▶ _Texte_:
***

Les communautés de lecteurs : entre production littéraire et marketing en ligne

Avant internet, il y avait les clubs de lecteurs qui permettaient aux fans d’être tenus au courant des actualités de leurs auteurs favoris. Avec l’émergence du web 2.0, ces clubs ont trouvé un nouveau média à même de contribuer à l’épanouissement des communautés de fans et à la multiplication exponentielle de leurs activités. Depuis peu, les lecteurs ne se limitent plus aux simples partages d’avis concernant les œuvres qu’ils chérissent mais se lancent également dans la production de contenus divers, une évolution qui ne manque pas d’interpeller les acteurs du marché du livre. Focus sur cette production née de la passion des lecteurs de « mauvais genres ».

Les communautés de fans se constituent autour de membres passionnés par une même œuvre, actifs sur les réseaux sociaux, les blogs ou encore les forums de discussions en ligne. Elles se créent autour de genres tels que la fantasy et la science-fiction, lesquels mettent en scène des univers parallèles et décalés susceptibles d’être augmentés à l’infini par des lecteurs enthousiastes. Les exemples les plus connus sont les sagas de Twilight, Harry Potter et Narnia mais aussi les trilogies de Hunger Games et du Seigneur des Anneaux, soit certains des livres les plus lus dans le monde.

***

▶ _Lignes fournies_:
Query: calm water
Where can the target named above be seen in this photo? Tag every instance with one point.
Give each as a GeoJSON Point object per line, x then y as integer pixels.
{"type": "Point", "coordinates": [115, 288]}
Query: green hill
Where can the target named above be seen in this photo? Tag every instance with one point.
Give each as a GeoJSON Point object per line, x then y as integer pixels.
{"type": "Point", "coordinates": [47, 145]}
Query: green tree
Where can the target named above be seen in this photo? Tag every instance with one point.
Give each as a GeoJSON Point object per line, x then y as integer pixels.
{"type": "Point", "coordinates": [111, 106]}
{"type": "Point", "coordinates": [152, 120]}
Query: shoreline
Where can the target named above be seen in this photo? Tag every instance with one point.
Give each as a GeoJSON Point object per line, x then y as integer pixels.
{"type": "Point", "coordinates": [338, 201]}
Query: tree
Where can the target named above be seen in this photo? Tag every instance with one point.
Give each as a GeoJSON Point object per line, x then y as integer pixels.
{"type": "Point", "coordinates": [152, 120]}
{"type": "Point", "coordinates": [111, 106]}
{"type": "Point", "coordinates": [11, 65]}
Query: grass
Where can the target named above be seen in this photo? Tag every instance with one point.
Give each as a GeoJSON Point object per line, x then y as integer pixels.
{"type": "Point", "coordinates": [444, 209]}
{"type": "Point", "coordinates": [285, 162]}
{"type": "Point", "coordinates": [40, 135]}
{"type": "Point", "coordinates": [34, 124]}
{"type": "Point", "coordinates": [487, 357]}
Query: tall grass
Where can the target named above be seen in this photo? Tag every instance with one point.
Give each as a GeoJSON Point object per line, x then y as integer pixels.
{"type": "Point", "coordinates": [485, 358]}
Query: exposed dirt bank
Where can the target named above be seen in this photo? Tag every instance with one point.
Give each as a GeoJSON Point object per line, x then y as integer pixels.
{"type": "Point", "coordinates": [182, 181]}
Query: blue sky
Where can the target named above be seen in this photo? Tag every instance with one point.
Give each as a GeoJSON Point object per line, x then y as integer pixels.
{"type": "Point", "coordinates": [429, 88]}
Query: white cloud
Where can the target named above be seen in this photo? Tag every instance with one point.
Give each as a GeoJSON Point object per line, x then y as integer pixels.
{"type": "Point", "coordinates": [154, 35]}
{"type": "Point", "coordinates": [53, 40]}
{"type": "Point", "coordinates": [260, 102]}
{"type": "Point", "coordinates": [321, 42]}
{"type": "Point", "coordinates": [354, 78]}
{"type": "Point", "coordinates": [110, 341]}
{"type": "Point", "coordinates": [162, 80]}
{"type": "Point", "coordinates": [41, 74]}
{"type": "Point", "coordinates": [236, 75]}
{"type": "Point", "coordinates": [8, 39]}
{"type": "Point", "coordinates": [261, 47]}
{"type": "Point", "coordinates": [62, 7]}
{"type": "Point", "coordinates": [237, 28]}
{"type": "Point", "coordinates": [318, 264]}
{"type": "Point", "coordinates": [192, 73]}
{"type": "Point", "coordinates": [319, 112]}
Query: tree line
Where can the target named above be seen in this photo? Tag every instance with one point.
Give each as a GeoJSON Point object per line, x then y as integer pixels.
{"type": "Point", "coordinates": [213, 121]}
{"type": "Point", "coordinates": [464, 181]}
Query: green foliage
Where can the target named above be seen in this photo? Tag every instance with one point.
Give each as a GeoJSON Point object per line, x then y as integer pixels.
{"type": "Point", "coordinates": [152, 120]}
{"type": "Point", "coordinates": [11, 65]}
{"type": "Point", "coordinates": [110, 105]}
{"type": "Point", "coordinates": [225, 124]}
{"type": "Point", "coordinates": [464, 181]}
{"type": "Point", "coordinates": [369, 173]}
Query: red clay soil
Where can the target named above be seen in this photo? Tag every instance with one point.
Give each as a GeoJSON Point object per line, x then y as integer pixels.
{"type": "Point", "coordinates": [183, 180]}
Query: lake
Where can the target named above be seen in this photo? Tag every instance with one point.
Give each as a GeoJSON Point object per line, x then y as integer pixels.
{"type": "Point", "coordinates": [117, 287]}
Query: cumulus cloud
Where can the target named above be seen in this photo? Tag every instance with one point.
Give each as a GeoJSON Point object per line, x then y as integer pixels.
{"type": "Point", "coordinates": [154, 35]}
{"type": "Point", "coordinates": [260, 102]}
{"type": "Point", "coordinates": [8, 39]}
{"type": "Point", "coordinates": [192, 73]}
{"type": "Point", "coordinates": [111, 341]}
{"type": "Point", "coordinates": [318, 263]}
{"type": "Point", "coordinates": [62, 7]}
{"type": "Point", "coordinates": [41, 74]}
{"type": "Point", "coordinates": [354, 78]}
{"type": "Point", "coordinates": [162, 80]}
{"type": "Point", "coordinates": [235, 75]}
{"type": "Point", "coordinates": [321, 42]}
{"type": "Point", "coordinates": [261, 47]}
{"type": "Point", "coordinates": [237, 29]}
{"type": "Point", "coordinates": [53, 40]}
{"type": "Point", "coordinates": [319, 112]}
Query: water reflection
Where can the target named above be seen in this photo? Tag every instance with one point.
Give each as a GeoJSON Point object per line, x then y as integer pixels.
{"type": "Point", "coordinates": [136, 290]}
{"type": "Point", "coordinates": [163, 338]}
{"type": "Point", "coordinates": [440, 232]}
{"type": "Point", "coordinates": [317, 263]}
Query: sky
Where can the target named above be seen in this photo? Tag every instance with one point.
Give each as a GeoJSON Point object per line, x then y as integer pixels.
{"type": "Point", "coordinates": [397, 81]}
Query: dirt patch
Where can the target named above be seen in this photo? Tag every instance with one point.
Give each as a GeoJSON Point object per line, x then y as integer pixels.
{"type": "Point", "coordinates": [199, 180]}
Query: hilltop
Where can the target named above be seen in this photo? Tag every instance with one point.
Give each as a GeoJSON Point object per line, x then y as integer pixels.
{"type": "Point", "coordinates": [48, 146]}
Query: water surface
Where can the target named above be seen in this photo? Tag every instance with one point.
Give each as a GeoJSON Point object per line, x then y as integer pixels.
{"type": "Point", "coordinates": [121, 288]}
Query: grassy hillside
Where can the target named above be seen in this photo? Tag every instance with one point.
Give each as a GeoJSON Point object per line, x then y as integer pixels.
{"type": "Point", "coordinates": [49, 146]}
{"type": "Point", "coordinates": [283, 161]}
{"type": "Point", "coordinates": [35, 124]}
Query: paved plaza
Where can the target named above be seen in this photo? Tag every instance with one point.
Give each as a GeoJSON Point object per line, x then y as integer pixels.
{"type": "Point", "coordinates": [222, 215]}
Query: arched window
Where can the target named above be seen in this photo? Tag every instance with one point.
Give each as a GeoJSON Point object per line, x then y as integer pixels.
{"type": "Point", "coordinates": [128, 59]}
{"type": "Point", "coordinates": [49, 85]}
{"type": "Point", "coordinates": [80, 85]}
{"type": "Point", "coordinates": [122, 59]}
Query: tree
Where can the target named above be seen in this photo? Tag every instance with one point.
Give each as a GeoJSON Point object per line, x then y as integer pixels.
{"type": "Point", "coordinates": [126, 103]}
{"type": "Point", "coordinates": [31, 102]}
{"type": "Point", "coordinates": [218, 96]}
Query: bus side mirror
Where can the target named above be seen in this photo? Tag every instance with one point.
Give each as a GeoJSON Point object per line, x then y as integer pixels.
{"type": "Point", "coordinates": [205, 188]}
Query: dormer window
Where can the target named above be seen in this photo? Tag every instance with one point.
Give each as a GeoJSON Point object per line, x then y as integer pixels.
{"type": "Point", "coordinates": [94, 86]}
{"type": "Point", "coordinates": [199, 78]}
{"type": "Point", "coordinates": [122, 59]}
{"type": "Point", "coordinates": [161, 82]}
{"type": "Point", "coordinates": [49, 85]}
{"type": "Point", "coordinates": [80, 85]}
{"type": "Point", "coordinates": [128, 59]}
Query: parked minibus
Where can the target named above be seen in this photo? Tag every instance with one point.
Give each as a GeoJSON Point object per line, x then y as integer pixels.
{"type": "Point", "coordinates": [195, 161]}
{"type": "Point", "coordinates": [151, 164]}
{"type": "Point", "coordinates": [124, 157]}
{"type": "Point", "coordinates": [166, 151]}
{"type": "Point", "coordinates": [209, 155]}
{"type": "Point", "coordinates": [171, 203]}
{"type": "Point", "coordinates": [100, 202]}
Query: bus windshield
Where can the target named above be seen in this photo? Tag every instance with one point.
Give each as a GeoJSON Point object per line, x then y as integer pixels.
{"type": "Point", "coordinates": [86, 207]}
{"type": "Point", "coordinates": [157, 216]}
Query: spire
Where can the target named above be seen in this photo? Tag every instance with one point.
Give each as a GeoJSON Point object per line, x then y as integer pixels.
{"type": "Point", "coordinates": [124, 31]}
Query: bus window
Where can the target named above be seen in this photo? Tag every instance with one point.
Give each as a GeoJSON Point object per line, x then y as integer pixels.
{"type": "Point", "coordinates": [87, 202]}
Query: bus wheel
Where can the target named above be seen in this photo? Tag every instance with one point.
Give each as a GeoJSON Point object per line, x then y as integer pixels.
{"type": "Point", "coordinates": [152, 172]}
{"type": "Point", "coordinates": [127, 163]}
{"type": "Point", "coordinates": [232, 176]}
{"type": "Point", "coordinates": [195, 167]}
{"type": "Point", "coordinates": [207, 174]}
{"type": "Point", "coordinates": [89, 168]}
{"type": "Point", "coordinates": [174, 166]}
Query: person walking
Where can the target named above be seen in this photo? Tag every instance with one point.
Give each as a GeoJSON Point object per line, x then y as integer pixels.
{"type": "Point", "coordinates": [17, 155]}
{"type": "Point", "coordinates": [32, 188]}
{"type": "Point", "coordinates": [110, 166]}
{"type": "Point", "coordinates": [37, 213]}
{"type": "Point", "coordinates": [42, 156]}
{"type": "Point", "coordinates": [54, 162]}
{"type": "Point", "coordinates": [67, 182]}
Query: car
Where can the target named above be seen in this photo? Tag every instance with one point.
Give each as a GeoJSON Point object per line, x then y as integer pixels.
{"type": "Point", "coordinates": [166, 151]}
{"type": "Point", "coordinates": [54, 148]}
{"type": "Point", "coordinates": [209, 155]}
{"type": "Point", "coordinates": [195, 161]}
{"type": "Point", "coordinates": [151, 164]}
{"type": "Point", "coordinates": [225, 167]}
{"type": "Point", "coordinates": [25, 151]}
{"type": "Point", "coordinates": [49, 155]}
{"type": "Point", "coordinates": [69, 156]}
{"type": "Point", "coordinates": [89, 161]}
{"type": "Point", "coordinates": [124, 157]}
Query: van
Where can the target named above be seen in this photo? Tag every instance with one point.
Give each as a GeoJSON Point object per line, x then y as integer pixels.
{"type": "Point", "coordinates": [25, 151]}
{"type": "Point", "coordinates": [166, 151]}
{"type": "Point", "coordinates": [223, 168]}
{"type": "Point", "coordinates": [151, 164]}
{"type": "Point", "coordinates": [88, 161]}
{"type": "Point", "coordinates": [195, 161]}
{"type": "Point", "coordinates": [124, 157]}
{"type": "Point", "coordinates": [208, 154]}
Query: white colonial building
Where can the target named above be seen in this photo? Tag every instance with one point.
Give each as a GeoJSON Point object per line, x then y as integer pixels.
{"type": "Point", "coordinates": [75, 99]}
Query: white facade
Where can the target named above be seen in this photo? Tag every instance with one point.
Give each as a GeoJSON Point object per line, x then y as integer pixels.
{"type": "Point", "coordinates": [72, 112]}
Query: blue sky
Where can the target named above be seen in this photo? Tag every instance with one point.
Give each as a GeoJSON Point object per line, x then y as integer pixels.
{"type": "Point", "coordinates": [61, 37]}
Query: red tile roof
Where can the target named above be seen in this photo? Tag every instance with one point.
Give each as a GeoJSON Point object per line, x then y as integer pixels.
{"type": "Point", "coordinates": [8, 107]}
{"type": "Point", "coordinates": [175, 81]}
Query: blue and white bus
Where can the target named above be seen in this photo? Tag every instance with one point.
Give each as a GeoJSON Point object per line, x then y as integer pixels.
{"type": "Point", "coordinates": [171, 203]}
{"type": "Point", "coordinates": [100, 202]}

***

▶ _Petit exercice_: Dans le texte sur les communautés de lecteurs, quelles sont toutes les sagas et trilogies citées comme les exemples les plus connus ?

▶ _Réponse_:
- Twilight
- Harry Potter
- Narnia
- Hunger Games
- Le Seigneur des Anneaux